→ Kutipan Dokumen
- - -

Total Tayangan Halaman

Laman

Rabu, 30 Maret 2011

Teori


TEORI
.
I.            Pendahuluan
       Dalam kehidupan sehari-hari sering kali kita mendengar istilah-istilah yang berhubungan dengan suatu ilmu pengetahuan. Dan sering kali kita juga terjebak dengan pengertian-pengertian sementara yang belum tentu jelas kebenarannya ketika ditinjau dalam suatu disiplin ilmu pengetahuan. Di dalam makalah ini penulis mencoba menjelaskan  sebuah istilah yang sudah tidak asing lagi dalam pembicaraan sehari-hari yaitu “teori”. Kata-kata ini sangat erat kaitannya dengan aflikasi kehidupan sehari-hari, karena semakin bagus teori yang pergunakan maka akan semakin besar pula peluang yang didapatkan dalam mencapai suatu tujuan.
 
II.            Pembahasan
A.    Definisi Teori
       Teori berasal dari bahasa latin yaitu theoria yang berari perenungan, dalam bahasa Yunani disebut thea  yang berarti cara atau hasil pandang.[1]
       Menurut pendapat Mundiri, toeri adalah interpretasi kata-kata atau merupakan pernyataan suatu fakta dalam hubungannya dengan fakta lain.[2]
       Pendapat lain yang dikemukakan oleh The Liang Gie, bahwa teori adalah seperangkat pengertian (konsep), definisi[3] dan proposisi[4] yang saling berkaitan dan menyajikan sebuah pandangan sistematik sebuah fenomena-fenomena  dengan menentukan hubungan –hubungan antara variabel-variabel dengan tujuan menerangkan  dan meramalkan fenomena-fenomena itu.[5]

B.     Ciri-ciri suatu teori
      setelah penulis menganalisa beberapa penjelasan tentang teori, terdapat beberapa karakteristik atau ciri-ciri mengenai suatu teori. Diantaranya adalah bahwa teori tersebut dapat  dibuktikan kebenarannya hal ini dapat dibuktikan dengan penerapan ulang teori tersebut sekalipun ada teori baru yang lebih epektif. Ciri lain adalah teori tersebut mempunyai kaidah-kaidah yang beraturan.
C.    Contoh teori
      Teori kebenaran
            Dalam epistemologi terdapat sebuah kajian yang berhubungan dengan pengetahuan kita, yaitu kajian tentang teori kebenaran.  Yang selanjutnya akan menimbulkan pertanyaan apakah pengetahuan kita benar? dan bagaimana cara kita membedakan pengetahuan yang benar dari pengatahuan yang salah? Serta bagaimana kita menjawab persoalan ini.[6]
       Dalam membahas teori kebenaran ini penulis mengambil contoh dalm bidang ilmu ushul fiqh. Salah seorang tokoh ilmuan dalam bidang ini yang juga dikenal dengan julukan hujjatul Islam yaitu imam al-Ghazali.

- - -

(Catatan titik berlabel)
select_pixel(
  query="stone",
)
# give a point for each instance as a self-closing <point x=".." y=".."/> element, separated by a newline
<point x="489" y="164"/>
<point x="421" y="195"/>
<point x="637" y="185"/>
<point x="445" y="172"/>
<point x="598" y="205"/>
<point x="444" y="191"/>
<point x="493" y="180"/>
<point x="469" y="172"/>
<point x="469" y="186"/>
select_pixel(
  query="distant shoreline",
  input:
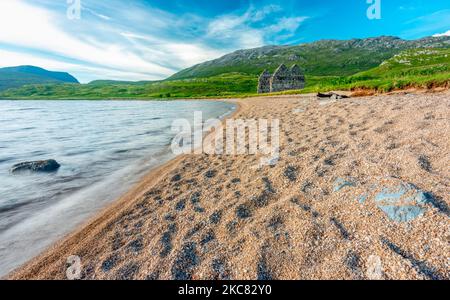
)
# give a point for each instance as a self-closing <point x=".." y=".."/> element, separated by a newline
<point x="287" y="221"/>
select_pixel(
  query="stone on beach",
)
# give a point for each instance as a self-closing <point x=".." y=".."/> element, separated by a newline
<point x="42" y="166"/>
<point x="402" y="203"/>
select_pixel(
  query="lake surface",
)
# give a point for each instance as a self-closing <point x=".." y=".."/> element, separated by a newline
<point x="104" y="147"/>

- - -

→ Tugas Latihan
• 1. Terjemahkan kalimat dari tulisan tentang teori ini ke dalam bahasa Inggris: "Dalam epistemologi terdapat sebuah kajian yang berhubungan dengan pengetahuan kita, yaitu kajian tentang teori kebenaran."
• 2. Salin tanpa perubahan bagian tulisan tentang teori dari "C.    Contoh teori" sampai "yaitu imam al-Ghazali.".
Item-item tersebut tidak dipakai dalam latihan ini.

→ Jawaban Latihan
• 1. In epistemology there is a study related to our knowledge, namely the study of the theory of truth.

• 2.
C.    Contoh teori
      Teori kebenaran
            Dalam epistemologi terdapat sebuah kajian yang berhubungan dengan pengetahuan kita, yaitu kajian tentang teori kebenaran.  Yang selanjutnya akan menimbulkan pertanyaan apakah pengetahuan kita benar? dan bagaimana cara kita membedakan pengetahuan yang benar dari pengatahuan yang salah? Serta bagaimana kita menjawab persoalan ini.[6]
       Dalam membahas teori kebenaran ini penulis mengambil contoh dalm bidang ilmu ushul fiqh. Salah seorang tokoh ilmuan dalam bidang ini yang juga dikenal dengan julukan hujjatul Islam yaitu imam al-Ghazali.